## What you will do
Starting at the first line of the records below, reproduce every line up to and including the line with "point: green foliage", but leave out all pictures.

[Point localization data]

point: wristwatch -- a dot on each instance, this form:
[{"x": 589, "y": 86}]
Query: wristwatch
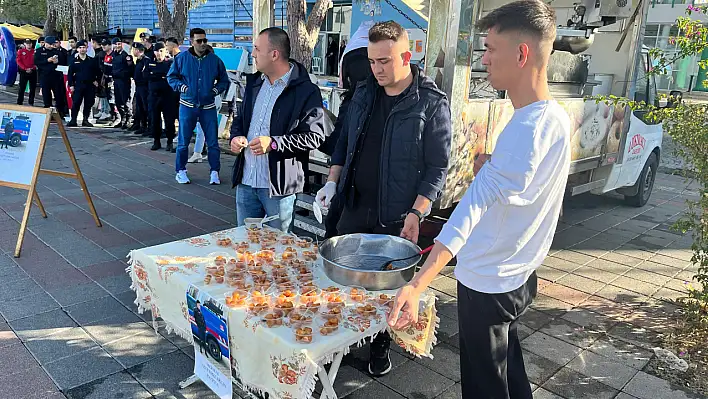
[{"x": 417, "y": 213}]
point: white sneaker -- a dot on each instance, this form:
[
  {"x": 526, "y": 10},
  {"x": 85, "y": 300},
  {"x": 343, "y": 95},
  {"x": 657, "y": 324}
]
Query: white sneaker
[
  {"x": 195, "y": 158},
  {"x": 214, "y": 178},
  {"x": 182, "y": 177}
]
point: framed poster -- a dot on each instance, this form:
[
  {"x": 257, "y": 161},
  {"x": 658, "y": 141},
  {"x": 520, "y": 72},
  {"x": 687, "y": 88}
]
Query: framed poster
[{"x": 23, "y": 132}]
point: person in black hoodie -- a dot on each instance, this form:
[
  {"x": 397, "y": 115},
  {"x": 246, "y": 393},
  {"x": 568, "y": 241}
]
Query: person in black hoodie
[
  {"x": 123, "y": 67},
  {"x": 52, "y": 81},
  {"x": 84, "y": 75},
  {"x": 161, "y": 98},
  {"x": 140, "y": 124}
]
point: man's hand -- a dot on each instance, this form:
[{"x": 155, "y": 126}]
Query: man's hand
[
  {"x": 238, "y": 143},
  {"x": 479, "y": 161},
  {"x": 411, "y": 228},
  {"x": 325, "y": 194},
  {"x": 407, "y": 301},
  {"x": 260, "y": 145}
]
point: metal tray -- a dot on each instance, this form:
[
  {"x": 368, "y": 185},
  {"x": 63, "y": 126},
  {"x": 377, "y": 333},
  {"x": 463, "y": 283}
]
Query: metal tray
[{"x": 354, "y": 259}]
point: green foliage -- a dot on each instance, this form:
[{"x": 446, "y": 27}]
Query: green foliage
[
  {"x": 687, "y": 124},
  {"x": 24, "y": 11}
]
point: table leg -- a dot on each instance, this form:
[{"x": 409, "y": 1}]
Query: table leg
[
  {"x": 189, "y": 381},
  {"x": 327, "y": 379}
]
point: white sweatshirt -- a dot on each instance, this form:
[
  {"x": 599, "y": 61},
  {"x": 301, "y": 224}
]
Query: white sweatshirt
[{"x": 503, "y": 227}]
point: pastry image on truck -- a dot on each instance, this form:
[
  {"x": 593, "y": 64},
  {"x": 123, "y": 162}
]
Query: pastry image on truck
[{"x": 15, "y": 129}]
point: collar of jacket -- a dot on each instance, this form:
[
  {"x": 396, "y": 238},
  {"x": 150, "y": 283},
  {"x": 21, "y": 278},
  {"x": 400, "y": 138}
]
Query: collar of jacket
[
  {"x": 298, "y": 76},
  {"x": 194, "y": 53}
]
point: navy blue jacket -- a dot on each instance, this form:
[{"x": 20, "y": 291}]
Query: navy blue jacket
[
  {"x": 123, "y": 65},
  {"x": 140, "y": 74},
  {"x": 415, "y": 149},
  {"x": 198, "y": 79},
  {"x": 156, "y": 73},
  {"x": 83, "y": 72},
  {"x": 297, "y": 125}
]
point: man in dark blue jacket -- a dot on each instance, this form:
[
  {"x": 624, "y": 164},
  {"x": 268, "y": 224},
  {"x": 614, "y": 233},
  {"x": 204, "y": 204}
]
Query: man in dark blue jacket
[
  {"x": 122, "y": 70},
  {"x": 140, "y": 124},
  {"x": 392, "y": 155},
  {"x": 161, "y": 100},
  {"x": 281, "y": 120},
  {"x": 84, "y": 75},
  {"x": 198, "y": 75}
]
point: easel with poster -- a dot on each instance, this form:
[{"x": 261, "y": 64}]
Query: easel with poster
[{"x": 23, "y": 135}]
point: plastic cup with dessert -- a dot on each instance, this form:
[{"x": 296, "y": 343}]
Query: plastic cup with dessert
[
  {"x": 357, "y": 294},
  {"x": 300, "y": 318},
  {"x": 329, "y": 325},
  {"x": 304, "y": 242},
  {"x": 303, "y": 334},
  {"x": 272, "y": 319}
]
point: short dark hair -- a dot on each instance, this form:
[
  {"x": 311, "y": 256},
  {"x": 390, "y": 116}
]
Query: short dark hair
[
  {"x": 279, "y": 40},
  {"x": 196, "y": 31},
  {"x": 387, "y": 30},
  {"x": 530, "y": 17}
]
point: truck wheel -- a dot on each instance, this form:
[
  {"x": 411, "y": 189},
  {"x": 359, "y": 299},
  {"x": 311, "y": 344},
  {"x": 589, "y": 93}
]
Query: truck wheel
[{"x": 645, "y": 182}]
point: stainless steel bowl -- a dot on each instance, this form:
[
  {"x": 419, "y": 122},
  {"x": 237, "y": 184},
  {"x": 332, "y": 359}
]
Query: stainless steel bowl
[{"x": 355, "y": 259}]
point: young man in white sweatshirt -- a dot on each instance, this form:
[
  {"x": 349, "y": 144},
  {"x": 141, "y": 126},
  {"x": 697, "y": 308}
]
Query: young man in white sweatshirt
[{"x": 503, "y": 227}]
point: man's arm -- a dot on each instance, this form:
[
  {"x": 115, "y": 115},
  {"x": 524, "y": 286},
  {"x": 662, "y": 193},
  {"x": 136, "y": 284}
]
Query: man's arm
[
  {"x": 310, "y": 132},
  {"x": 436, "y": 151},
  {"x": 222, "y": 79},
  {"x": 175, "y": 78}
]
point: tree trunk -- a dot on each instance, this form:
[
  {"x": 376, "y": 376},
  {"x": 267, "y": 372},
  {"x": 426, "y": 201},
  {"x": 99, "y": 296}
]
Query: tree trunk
[
  {"x": 172, "y": 24},
  {"x": 303, "y": 32},
  {"x": 50, "y": 25}
]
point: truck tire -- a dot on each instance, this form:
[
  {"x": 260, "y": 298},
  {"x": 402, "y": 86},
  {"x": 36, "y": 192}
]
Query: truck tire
[{"x": 645, "y": 182}]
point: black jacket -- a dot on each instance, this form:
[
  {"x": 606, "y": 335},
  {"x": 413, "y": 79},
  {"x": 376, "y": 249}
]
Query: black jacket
[
  {"x": 156, "y": 73},
  {"x": 297, "y": 125},
  {"x": 123, "y": 66},
  {"x": 41, "y": 60},
  {"x": 415, "y": 149},
  {"x": 140, "y": 73},
  {"x": 84, "y": 72}
]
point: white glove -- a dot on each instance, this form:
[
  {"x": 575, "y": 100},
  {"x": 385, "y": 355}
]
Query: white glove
[{"x": 326, "y": 193}]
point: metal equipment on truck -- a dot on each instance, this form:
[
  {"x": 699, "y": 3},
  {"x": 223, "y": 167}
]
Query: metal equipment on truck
[{"x": 613, "y": 148}]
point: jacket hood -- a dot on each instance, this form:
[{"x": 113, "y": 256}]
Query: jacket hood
[{"x": 299, "y": 75}]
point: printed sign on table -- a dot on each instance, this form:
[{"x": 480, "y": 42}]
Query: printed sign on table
[
  {"x": 21, "y": 137},
  {"x": 212, "y": 360}
]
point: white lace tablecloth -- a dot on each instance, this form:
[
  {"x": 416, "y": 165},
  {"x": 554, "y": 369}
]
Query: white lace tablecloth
[{"x": 264, "y": 359}]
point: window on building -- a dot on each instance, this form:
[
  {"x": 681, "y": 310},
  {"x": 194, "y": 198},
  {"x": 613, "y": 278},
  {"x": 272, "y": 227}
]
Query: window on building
[{"x": 683, "y": 72}]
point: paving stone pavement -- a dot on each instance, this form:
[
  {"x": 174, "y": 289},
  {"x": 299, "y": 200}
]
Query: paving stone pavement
[{"x": 70, "y": 329}]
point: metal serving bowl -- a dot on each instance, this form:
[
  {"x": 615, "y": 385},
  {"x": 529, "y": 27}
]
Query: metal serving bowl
[{"x": 355, "y": 259}]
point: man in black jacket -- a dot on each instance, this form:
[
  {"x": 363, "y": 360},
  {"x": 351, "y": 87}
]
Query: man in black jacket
[
  {"x": 122, "y": 67},
  {"x": 140, "y": 124},
  {"x": 84, "y": 75},
  {"x": 392, "y": 155},
  {"x": 281, "y": 120},
  {"x": 161, "y": 99},
  {"x": 52, "y": 81}
]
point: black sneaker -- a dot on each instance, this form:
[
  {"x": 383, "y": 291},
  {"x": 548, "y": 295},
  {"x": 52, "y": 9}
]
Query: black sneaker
[{"x": 379, "y": 359}]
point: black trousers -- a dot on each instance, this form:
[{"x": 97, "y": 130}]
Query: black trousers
[
  {"x": 141, "y": 106},
  {"x": 121, "y": 87},
  {"x": 161, "y": 104},
  {"x": 53, "y": 84},
  {"x": 83, "y": 93},
  {"x": 491, "y": 361},
  {"x": 24, "y": 79}
]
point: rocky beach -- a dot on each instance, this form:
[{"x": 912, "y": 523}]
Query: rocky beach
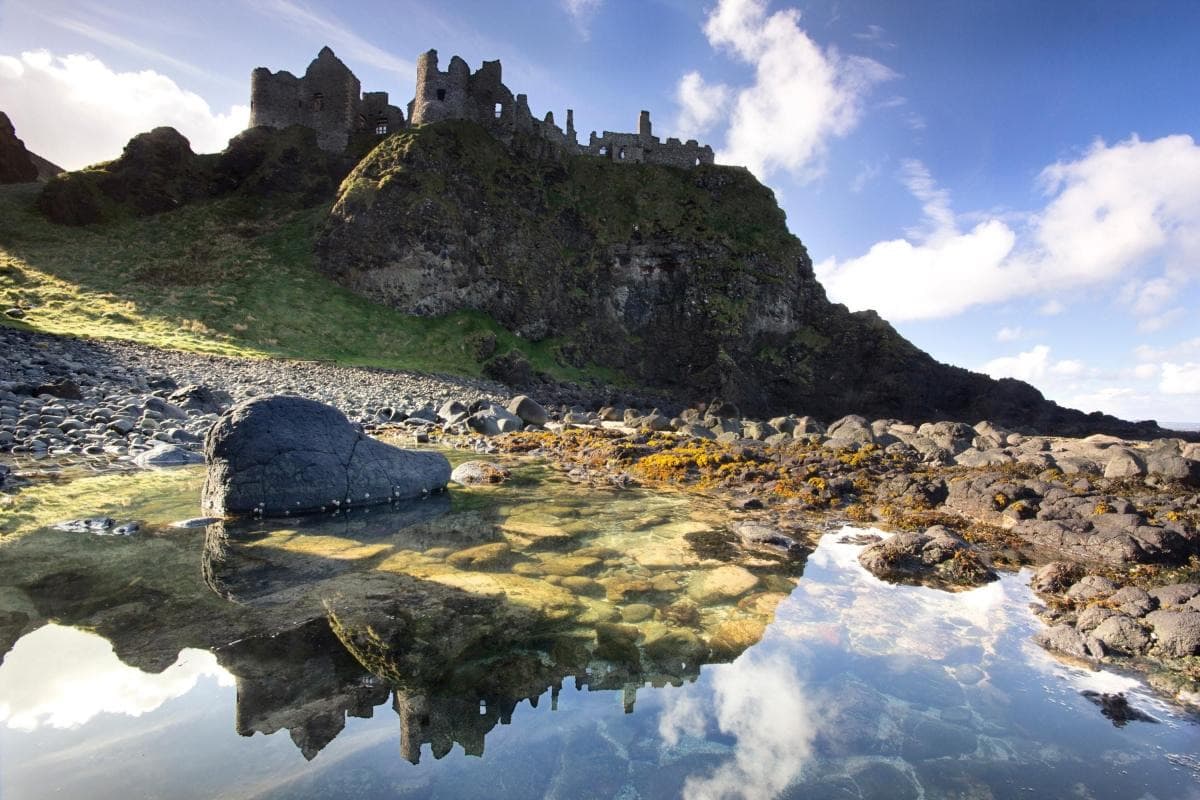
[{"x": 1111, "y": 524}]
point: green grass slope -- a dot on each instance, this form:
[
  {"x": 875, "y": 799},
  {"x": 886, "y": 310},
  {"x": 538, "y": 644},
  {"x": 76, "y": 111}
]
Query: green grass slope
[{"x": 228, "y": 276}]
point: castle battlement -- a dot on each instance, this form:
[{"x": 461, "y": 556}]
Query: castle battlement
[{"x": 329, "y": 100}]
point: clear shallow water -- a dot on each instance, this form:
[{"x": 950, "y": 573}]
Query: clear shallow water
[{"x": 845, "y": 689}]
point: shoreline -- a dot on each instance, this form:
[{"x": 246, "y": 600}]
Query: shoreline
[{"x": 1122, "y": 513}]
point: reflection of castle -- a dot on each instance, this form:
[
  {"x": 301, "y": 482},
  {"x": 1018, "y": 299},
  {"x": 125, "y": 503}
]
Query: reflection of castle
[
  {"x": 329, "y": 100},
  {"x": 305, "y": 681}
]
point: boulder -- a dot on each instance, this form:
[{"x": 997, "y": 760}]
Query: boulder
[
  {"x": 1091, "y": 587},
  {"x": 1176, "y": 632},
  {"x": 167, "y": 455},
  {"x": 1062, "y": 638},
  {"x": 473, "y": 473},
  {"x": 281, "y": 455},
  {"x": 1120, "y": 633},
  {"x": 936, "y": 557},
  {"x": 529, "y": 410},
  {"x": 1177, "y": 594},
  {"x": 199, "y": 398}
]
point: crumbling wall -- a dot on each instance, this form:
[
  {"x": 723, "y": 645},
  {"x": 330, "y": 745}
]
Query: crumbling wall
[
  {"x": 645, "y": 148},
  {"x": 328, "y": 98}
]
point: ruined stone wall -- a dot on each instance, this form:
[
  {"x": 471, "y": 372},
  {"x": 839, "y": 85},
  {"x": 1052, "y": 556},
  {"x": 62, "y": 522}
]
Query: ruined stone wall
[
  {"x": 328, "y": 98},
  {"x": 645, "y": 148}
]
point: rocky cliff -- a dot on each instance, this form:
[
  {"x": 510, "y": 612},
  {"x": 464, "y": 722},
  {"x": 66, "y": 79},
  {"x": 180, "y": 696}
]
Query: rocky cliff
[
  {"x": 687, "y": 281},
  {"x": 16, "y": 163}
]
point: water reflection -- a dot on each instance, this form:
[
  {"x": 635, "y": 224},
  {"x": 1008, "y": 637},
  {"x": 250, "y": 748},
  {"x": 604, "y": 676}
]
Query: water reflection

## Written response
point: wristwatch -- a dot on each instance, this form:
[{"x": 589, "y": 86}]
Query: wristwatch
[{"x": 417, "y": 213}]
point: white sneaker -- a dot on each instance, this form:
[
  {"x": 526, "y": 10},
  {"x": 85, "y": 300},
  {"x": 343, "y": 95},
  {"x": 657, "y": 324}
]
Query: white sneaker
[
  {"x": 195, "y": 158},
  {"x": 214, "y": 178},
  {"x": 182, "y": 177}
]
point: framed poster -- a dot on each instance, this form:
[
  {"x": 257, "y": 161},
  {"x": 658, "y": 141},
  {"x": 520, "y": 72},
  {"x": 687, "y": 88}
]
Query: framed poster
[{"x": 23, "y": 132}]
point: person in black hoodie -- a dot on each instance, this form:
[
  {"x": 397, "y": 115},
  {"x": 246, "y": 393},
  {"x": 568, "y": 241}
]
Query: person in black hoodie
[
  {"x": 123, "y": 67},
  {"x": 52, "y": 81},
  {"x": 84, "y": 75},
  {"x": 161, "y": 98},
  {"x": 140, "y": 124}
]
point: man's hand -- a dot on each instance, this form:
[{"x": 155, "y": 126}]
Query: man's hand
[
  {"x": 238, "y": 143},
  {"x": 479, "y": 161},
  {"x": 411, "y": 228},
  {"x": 325, "y": 194},
  {"x": 407, "y": 301},
  {"x": 260, "y": 145}
]
point: metal tray -- a dot on each instance, this form:
[
  {"x": 368, "y": 185},
  {"x": 63, "y": 126},
  {"x": 377, "y": 333},
  {"x": 463, "y": 283}
]
Query: metal tray
[{"x": 354, "y": 259}]
point: green foliage -- a dot on each instance, this form:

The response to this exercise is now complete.